> Exercise goal
In the records below, find each line containing the string "target" and copy those lines. Case counts.
++++++++++++++++++++
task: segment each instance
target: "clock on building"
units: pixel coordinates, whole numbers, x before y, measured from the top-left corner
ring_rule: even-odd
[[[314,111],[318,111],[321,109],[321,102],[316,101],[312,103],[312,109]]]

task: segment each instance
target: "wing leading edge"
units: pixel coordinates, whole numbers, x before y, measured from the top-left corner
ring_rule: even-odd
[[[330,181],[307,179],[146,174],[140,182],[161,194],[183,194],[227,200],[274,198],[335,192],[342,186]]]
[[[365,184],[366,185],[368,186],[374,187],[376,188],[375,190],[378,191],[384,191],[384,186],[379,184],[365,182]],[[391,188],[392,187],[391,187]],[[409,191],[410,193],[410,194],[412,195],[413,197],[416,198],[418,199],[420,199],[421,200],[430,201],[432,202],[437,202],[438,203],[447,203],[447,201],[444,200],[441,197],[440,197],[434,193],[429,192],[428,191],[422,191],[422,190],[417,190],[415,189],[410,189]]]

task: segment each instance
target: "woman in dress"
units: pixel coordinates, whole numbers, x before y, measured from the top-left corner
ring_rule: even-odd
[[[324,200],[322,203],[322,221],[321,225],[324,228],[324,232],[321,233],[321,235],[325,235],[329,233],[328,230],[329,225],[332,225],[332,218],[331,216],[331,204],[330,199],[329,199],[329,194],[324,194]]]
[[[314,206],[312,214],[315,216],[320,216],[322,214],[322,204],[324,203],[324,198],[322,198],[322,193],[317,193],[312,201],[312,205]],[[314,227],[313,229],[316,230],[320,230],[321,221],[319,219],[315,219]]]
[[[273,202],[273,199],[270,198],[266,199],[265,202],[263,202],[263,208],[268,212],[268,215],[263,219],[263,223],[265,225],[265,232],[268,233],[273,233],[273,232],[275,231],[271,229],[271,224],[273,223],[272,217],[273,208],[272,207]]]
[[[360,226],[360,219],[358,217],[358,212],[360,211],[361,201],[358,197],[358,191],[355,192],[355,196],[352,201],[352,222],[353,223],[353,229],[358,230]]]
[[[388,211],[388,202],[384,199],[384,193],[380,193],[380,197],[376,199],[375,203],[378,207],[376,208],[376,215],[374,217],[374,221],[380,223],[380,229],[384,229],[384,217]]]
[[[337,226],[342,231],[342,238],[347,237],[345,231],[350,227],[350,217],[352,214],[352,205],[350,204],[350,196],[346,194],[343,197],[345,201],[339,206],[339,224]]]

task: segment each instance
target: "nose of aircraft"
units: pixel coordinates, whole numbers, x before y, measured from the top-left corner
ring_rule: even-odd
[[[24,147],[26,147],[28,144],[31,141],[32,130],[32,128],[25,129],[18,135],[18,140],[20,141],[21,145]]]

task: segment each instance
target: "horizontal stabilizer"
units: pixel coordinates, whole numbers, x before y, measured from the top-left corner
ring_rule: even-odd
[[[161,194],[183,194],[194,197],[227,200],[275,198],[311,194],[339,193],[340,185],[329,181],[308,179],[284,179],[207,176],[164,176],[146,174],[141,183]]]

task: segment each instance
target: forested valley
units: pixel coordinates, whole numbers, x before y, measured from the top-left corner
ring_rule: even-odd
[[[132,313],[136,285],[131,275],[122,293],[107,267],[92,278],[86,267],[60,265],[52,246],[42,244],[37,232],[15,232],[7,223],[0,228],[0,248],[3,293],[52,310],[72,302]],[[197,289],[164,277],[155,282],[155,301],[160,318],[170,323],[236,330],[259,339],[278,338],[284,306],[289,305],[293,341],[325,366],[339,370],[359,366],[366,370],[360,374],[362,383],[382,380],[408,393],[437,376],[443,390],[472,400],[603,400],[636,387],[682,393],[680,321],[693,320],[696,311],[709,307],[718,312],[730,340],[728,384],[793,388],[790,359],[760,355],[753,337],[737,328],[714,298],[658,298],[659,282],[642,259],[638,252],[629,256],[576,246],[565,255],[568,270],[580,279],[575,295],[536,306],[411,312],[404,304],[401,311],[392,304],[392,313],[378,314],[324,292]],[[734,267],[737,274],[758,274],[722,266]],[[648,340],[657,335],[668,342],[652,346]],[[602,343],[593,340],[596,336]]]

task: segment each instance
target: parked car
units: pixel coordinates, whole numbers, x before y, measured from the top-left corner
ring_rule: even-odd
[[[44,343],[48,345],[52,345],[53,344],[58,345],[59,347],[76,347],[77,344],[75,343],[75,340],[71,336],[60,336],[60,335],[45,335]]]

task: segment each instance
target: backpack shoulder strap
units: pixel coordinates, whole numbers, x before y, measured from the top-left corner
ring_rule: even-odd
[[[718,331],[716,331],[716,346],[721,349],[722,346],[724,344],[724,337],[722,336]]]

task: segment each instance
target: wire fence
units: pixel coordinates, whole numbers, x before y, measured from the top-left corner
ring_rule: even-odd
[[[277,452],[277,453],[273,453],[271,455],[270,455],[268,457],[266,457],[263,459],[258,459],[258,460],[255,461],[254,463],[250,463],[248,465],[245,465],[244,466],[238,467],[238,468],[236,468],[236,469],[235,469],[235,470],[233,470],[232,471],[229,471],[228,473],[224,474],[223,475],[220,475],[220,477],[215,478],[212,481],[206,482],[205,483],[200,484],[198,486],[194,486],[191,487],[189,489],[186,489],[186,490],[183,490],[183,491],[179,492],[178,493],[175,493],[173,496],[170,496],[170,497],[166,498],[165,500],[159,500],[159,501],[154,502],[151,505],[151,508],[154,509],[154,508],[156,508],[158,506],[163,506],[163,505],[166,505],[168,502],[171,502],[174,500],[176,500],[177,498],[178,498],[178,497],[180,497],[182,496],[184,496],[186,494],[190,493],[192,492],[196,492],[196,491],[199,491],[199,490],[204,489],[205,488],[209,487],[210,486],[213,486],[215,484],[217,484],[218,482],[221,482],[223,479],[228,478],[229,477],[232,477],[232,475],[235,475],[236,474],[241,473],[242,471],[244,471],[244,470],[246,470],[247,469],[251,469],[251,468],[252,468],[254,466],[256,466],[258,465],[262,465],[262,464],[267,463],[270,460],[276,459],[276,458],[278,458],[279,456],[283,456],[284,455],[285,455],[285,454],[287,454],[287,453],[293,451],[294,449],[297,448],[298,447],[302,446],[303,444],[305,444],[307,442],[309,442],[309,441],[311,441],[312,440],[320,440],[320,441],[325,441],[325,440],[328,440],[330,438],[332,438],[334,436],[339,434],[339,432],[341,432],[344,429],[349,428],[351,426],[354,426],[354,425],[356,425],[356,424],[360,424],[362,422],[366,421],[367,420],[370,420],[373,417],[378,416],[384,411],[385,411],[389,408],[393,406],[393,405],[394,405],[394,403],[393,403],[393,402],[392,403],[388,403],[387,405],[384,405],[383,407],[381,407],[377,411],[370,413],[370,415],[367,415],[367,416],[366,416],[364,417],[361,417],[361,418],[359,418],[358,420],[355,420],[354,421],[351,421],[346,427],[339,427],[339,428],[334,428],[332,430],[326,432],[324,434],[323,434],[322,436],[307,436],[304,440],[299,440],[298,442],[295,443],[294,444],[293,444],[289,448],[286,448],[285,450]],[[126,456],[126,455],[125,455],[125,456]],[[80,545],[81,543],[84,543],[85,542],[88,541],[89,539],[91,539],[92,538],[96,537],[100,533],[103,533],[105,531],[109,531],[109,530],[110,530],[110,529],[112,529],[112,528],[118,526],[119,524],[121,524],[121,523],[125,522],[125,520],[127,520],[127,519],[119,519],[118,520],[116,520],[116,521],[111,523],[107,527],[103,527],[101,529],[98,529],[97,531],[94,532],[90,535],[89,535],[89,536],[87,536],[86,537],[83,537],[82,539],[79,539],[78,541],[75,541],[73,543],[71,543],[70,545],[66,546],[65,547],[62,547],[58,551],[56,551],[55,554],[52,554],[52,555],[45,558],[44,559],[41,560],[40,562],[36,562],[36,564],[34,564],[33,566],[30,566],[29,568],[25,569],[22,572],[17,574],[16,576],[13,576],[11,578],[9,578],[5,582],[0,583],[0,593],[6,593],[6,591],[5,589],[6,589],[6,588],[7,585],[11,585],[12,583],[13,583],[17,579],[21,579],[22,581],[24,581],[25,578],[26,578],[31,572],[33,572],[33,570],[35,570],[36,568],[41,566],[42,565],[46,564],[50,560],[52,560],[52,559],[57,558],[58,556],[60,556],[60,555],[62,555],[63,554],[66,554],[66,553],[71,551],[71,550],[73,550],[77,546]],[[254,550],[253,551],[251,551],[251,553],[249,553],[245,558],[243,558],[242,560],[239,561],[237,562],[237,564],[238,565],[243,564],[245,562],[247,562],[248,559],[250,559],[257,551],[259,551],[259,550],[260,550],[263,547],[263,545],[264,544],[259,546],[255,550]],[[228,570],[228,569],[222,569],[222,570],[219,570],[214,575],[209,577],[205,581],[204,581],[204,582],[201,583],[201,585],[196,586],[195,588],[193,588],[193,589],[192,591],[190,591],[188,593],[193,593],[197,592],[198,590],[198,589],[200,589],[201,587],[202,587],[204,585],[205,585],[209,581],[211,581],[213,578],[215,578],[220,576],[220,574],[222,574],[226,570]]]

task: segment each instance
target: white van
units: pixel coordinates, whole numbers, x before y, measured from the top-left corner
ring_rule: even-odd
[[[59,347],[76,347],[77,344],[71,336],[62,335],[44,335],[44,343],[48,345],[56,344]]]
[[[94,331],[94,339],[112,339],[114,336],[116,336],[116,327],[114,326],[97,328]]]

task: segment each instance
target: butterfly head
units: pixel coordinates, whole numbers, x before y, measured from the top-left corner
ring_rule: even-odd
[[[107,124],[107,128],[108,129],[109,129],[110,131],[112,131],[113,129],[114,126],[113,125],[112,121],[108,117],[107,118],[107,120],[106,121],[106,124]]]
++++++++++++++++++++
> Task response
target: "clock on building"
target: "wing leading edge"
target: "woman in dress"
target: "nose of aircraft"
target: "horizontal stabilizer"
target: forested valley
target: parked car
target: backpack shoulder strap
target: wire fence
target: white van
target: butterfly head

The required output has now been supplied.